Exercise goal = Rewrite every one of the entries below, swapping "pixel pairs" for "coordinate pairs" wherever it occurs and leaving everything else as it is.
+===+
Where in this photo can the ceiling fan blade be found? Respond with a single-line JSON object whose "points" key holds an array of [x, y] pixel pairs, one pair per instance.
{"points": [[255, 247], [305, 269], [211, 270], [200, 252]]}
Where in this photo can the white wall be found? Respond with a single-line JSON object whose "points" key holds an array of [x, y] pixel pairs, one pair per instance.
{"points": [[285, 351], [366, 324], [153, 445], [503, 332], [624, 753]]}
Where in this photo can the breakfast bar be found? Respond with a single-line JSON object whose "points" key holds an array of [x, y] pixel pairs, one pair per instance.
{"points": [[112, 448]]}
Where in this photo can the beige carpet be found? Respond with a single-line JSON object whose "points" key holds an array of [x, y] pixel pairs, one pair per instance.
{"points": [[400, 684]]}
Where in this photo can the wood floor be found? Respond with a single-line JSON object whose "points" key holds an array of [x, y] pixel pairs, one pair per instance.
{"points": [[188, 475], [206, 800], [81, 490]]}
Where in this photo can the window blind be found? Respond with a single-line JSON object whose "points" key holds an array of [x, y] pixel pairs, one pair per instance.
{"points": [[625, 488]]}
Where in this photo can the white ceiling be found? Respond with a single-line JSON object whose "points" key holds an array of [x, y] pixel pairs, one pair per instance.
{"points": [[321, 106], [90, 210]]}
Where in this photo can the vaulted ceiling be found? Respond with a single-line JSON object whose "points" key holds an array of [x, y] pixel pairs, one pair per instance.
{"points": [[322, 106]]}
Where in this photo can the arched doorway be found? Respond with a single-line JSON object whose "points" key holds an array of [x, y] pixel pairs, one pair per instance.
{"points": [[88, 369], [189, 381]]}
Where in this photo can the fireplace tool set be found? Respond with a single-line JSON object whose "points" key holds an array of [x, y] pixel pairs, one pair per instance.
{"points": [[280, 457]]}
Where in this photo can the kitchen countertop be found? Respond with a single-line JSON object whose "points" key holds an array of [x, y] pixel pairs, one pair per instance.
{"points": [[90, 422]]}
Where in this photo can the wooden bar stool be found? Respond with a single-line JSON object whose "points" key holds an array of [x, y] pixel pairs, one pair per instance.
+===+
The solution =
Where in this photo can the ceiling fan blade be found? Respond with a single-line JSON object whose "points" key holds an array of [x, y] coordinate pairs, one pair per instance.
{"points": [[255, 247], [305, 269], [211, 270], [200, 252]]}
Where in this photo can the white wall be found? Respond with a single-line JSON object whose "points" key holds an array of [x, y] coordinate pairs, one pair per instance.
{"points": [[285, 351], [366, 324], [153, 445], [503, 332], [624, 753]]}
Where in this photo can the breakfast bar be found? Respond with a single-line JSON object whose "points" key holds an array of [x, y] coordinate pairs, one pair per instance.
{"points": [[112, 448]]}
Where in this photo can the beige carpet be found? Respond with a single-line JSON object whose "points" key holds an array of [x, y] coordinate pairs, one pair per instance.
{"points": [[400, 684]]}
Where in this photo can the wood floor be found? Respond with a single-line JSON object whose "points" key holds an array of [x, y] coordinate pairs, one pair per instance.
{"points": [[188, 475], [206, 800], [81, 490]]}
Where in this photo can the window blind be found? Respond with a single-line JSON object whose "points" key holds an array of [x, y] coordinate pairs, one pair per instance.
{"points": [[625, 488]]}
Where in this photo can the white ceiling be found? Respond with a single-line JSON object whose "points" key holds an array of [x, y] coordinate pairs, one pair per instance.
{"points": [[321, 106], [90, 210]]}
Where in this photo can the vaulted ceiling be found? Respond with a single-line JSON object whose "points" key holds an array of [x, y] coordinate pairs, one pair per instance.
{"points": [[322, 106]]}
Where in this photo can the arched doorway be found? Respond with a single-line JSON object whose "points" key holds an array of [x, y] coordinate pairs, one pair per instance.
{"points": [[88, 369], [189, 381]]}
Where in this photo can the fireplace tool set be found? Respond with a single-line JSON object whose "points" key holds an array of [x, y] coordinate pairs, one pair per instance.
{"points": [[280, 457]]}
Where in this photo can the kitchen countertop be found? Respond with a single-line JSON object whose "points" key holds an array of [x, y] coordinate pairs, one pair per instance.
{"points": [[90, 422]]}
Where in this photo can the wooden bar stool be found? Respond with a single-line JSON object whose "points" key holds an array of [x, y] coordinate pairs, one pair per instance.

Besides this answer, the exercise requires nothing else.